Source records
======
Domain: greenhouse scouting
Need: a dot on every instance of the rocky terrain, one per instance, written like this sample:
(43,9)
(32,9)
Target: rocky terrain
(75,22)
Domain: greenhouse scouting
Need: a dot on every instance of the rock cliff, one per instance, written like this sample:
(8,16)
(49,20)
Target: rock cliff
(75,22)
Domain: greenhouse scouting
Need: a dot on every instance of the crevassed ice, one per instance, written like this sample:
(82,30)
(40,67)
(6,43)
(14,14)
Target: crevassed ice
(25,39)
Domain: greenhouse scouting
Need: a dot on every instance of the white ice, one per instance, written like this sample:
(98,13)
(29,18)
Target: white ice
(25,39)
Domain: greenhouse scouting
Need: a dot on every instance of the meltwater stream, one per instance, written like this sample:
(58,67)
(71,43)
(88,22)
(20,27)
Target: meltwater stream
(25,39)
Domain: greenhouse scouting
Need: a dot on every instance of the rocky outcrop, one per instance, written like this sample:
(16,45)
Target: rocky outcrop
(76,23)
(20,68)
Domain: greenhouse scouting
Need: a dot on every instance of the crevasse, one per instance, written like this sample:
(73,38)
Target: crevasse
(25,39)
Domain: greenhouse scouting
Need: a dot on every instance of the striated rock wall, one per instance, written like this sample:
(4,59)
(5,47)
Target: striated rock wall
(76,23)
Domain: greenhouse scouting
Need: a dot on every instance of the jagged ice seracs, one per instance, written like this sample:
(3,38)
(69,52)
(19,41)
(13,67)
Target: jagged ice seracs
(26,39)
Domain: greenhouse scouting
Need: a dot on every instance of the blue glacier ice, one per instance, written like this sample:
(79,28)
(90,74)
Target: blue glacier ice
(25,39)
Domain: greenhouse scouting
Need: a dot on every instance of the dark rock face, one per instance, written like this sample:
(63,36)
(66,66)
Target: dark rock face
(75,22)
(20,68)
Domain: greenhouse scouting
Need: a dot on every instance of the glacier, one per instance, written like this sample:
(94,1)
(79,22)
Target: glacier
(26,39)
======
- _The request_
Extract each entry in full, exactly as given.

- _Written answer_
Domain: greenhouse scouting
Need: a dot on every instance of the rocky terrain, one per instance, written like this sample:
(43,9)
(32,9)
Target: rocky terrain
(75,22)
Domain: greenhouse scouting
Need: a dot on every instance of the rock cliff, one per instance, written like this sample:
(8,16)
(49,20)
Target: rock cliff
(75,22)
Domain: greenhouse scouting
Need: a dot on every instance of the crevassed ice, one per instance, written like this sample:
(82,30)
(40,67)
(6,43)
(14,14)
Target: crevassed ice
(25,39)
Domain: greenhouse scouting
Need: a dot on every instance of the white ice, one per instance, written like this sample:
(98,13)
(29,18)
Target: white ice
(25,39)
Domain: greenhouse scouting
Need: a dot on every instance of the meltwater stream, one per instance, written like this sample:
(58,67)
(71,43)
(88,22)
(20,27)
Target: meltwater stream
(25,39)
Domain: greenhouse scouting
Need: a dot on every instance of the rocky outcrop, one per instance, written like this sample:
(16,45)
Target: rocky outcrop
(76,23)
(20,68)
Domain: greenhouse scouting
Need: a dot on every instance of the crevasse, one per instance, written like this sample:
(73,38)
Target: crevasse
(25,39)
Domain: greenhouse scouting
Need: a dot on every instance of the striated rock wall, one per instance, written like this sample:
(4,59)
(5,47)
Target: striated rock wall
(76,23)
Domain: greenhouse scouting
Need: a dot on every instance of the jagged ice seracs, one per instance, written like this sample:
(3,38)
(69,52)
(19,41)
(13,67)
Target: jagged ice seracs
(26,39)
Domain: greenhouse scouting
Need: a dot on every instance of the blue glacier ice, one per instance, written like this sample:
(79,28)
(90,74)
Target: blue glacier ice
(25,39)
Domain: greenhouse scouting
Need: a dot on every instance of the dark rock face, one per instance, written like this sample:
(63,36)
(66,66)
Target: dark rock face
(75,22)
(20,68)
Domain: greenhouse scouting
Need: a dot on every instance of the glacier, one per instance, written like this sample:
(94,1)
(79,22)
Target: glacier
(26,39)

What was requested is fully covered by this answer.